■ Tasks to carry out ■
• 1. From the text on internment in Sweden, extract the part that opens with the words containing "Internees in Smedsbo" and closes with "the Swedish authorities.", copying it exactly.
• 2. Write what comes next in the text on internment in Sweden, picking up after its final sentence.

+++ Selected passage

All internees were forced to wear certain uniform and submit daily routines.
Internees in Smedsbo internment camp had a typical daily routine of being woken up at 7.15am, they were then escorted to the dining room where they were expected to have their breakfast in complete silence followed by working passes. They were not permitted to leave their working station at any time. Jobs like road building, repair duty and woodcutting were commonly adopted. With one break for lunch, work proceeded until 2.45pm, after which internees were more or less free for the rest of the day.

==Internment of Allied air crews==
A number of Western Allied servicemen, primarily crew members of the aircraft damaged during bombing missions over Germany, found themselves on Swedish soil, and were interned by the Swedish authorities.

++++++
+++ Data to examine

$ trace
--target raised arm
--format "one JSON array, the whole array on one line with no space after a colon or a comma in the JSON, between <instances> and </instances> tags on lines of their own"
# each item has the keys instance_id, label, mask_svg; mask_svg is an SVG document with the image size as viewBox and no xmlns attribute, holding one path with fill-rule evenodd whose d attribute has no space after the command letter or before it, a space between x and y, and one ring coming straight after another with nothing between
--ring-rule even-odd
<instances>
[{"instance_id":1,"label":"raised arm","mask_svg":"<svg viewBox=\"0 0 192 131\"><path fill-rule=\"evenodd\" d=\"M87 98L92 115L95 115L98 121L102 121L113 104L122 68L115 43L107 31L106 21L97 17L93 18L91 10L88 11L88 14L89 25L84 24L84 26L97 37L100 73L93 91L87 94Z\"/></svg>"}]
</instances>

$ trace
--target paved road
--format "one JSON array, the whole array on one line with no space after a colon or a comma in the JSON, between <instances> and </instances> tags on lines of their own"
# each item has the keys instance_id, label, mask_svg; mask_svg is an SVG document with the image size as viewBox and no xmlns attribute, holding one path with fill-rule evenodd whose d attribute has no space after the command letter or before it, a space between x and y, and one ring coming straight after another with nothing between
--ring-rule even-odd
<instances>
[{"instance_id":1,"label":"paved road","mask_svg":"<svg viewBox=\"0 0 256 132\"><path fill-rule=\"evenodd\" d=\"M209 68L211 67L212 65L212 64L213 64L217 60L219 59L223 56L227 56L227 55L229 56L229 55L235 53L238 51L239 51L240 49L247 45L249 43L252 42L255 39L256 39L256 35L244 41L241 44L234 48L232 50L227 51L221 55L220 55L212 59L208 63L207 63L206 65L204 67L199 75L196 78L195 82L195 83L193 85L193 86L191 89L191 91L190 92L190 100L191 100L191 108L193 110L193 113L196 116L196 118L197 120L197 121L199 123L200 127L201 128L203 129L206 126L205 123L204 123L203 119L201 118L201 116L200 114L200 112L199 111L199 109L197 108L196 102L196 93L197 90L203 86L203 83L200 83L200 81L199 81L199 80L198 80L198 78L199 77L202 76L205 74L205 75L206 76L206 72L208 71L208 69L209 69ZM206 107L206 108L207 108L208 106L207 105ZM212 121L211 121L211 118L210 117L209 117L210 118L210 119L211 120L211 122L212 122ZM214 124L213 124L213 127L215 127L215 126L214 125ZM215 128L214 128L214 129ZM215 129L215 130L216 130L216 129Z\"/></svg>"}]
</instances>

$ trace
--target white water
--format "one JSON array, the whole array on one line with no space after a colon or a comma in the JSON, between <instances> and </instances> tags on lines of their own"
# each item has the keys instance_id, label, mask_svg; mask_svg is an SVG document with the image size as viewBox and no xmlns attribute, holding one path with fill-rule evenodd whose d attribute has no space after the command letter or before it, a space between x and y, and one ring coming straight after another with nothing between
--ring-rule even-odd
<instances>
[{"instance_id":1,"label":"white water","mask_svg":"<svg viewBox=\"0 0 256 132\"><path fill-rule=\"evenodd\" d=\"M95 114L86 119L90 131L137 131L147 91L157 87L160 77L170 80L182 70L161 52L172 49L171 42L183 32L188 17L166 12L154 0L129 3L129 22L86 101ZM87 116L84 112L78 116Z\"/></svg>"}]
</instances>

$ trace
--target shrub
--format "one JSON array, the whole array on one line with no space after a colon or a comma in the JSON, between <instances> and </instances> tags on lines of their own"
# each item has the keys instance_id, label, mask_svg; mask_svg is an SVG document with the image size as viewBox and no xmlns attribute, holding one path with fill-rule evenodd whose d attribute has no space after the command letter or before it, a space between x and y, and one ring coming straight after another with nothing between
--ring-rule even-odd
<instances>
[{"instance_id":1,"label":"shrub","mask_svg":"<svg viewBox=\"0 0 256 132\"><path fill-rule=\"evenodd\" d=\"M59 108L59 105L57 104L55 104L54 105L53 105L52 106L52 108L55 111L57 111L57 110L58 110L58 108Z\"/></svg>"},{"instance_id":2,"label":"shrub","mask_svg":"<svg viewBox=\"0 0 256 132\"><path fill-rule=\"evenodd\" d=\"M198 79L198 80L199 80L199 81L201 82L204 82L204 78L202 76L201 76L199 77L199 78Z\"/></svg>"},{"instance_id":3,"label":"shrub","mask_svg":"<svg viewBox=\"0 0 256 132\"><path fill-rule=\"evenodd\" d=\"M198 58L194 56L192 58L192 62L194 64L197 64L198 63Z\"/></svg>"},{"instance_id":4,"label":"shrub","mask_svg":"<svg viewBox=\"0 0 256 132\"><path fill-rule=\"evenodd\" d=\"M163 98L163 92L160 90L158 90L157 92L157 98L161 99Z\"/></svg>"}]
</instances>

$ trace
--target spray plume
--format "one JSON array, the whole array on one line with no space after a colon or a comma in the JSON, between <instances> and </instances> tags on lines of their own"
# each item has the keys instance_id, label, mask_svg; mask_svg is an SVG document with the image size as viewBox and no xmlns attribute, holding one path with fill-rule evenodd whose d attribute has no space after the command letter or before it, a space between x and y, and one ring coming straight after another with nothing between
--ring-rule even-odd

++++++

■ Your responses ■
• 1.
Internees in Smedsbo internment camp had a typical daily routine of being woken up at 7.15am, they were then escorted to the dining room where they were expected to have their breakfast in complete silence followed by working passes. They were not permitted to leave their working station at any time. Jobs like road building, repair duty and woodcutting were commonly adopted. With one break for lunch, work proceeded until 2.45pm, after which internees were more or less free for the rest of the day.

==Internment of Allied air crews==
A number of Western Allied servicemen, primarily crew members of the aircraft damaged during bombing missions over Germany, found themselves on Swedish soil, and were interned by the Swedish authorities.

• 2.
Unlike civilian refugees from Germany, who were kept in internment camps, Allied airmen were placed in hotels and bed and breakfast establishments in the Falun area, and enjoyed relative freedom. They received their regular military pay from their home countries, which allowed them to be much better off than the local Swedish residents.

==Disclosure==
In 2008, Swedish journalist Niclas Sennerteg and researcher Tobias Berglund published the book Swedish Concentration Camps in the Shadow of the Third Reich (Swedish title: Svenska koncentrationsläger i tredje rikets skugga), in which they expose what the government had kept secret regarding the presence of Swedish concentration camps. After the discovery was brought to media and thus public attention, the use of the term concentration camp has been highly debated.

==Post-war use of Swedish internment camps==
After the war the internment camps were used to store foreigners that the Swedish government deemed dubious. However, details regarding much of this have still not been uncovered.

==Quotes==
"Den svenska staten använder sig av brutala tvångs- och våldsmetoder för att eftertryckligt trampa ned den utländska antifascisten som likt en vrakspillra efter den tyska demokratins skeppsbrott kastats upp på svensk strand"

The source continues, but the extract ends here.